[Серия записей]
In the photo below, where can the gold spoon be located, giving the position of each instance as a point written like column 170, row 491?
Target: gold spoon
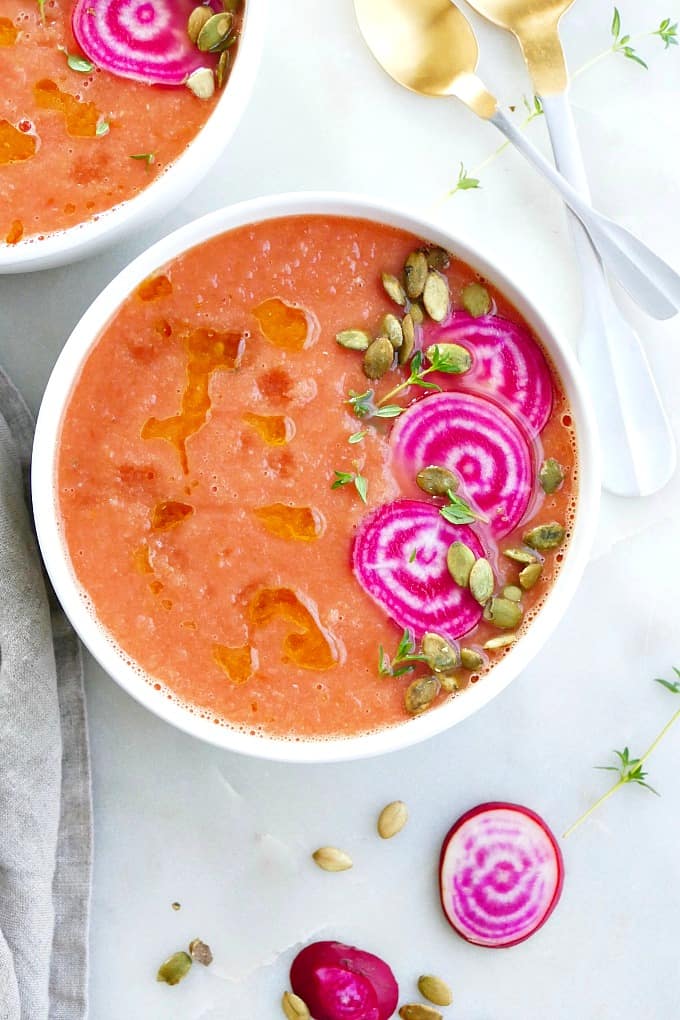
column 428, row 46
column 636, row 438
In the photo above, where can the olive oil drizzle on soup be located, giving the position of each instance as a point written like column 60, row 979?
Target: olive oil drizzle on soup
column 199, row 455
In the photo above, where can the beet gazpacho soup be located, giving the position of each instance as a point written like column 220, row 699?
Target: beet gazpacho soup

...

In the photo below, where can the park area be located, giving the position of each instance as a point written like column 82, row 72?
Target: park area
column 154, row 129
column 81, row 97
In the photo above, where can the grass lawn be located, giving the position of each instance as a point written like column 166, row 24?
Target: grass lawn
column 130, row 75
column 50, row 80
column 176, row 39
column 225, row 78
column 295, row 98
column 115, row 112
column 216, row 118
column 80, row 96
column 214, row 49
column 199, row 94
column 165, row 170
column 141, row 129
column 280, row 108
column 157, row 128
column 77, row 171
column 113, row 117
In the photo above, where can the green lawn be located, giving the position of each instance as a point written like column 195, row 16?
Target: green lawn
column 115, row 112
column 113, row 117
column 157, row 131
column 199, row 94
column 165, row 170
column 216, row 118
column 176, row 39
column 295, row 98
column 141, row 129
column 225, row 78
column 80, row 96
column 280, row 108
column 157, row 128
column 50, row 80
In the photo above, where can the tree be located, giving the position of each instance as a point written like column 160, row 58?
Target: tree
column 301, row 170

■ **Задание**:
Выведи в виде JSON-списка строк часть записей, которая начинается строкой, содержащей "In the photo above, where can the green", и заканчивается строкой, содержащей "column 301, row 170", включая обе эти строки. Каждой строке должна соответствовать одна строка списка, пустые строки пропусти.

■ **Ответ**:
[
  "In the photo above, where can the green lawn be located, giving the position of each instance as a point written like column 195, row 16?",
  "Target: green lawn",
  "column 115, row 112",
  "column 113, row 117",
  "column 157, row 131",
  "column 199, row 94",
  "column 165, row 170",
  "column 216, row 118",
  "column 176, row 39",
  "column 295, row 98",
  "column 141, row 129",
  "column 225, row 78",
  "column 80, row 96",
  "column 280, row 108",
  "column 157, row 128",
  "column 50, row 80",
  "In the photo above, where can the tree be located, giving the position of each instance as a point written like column 160, row 58?",
  "Target: tree",
  "column 301, row 170"
]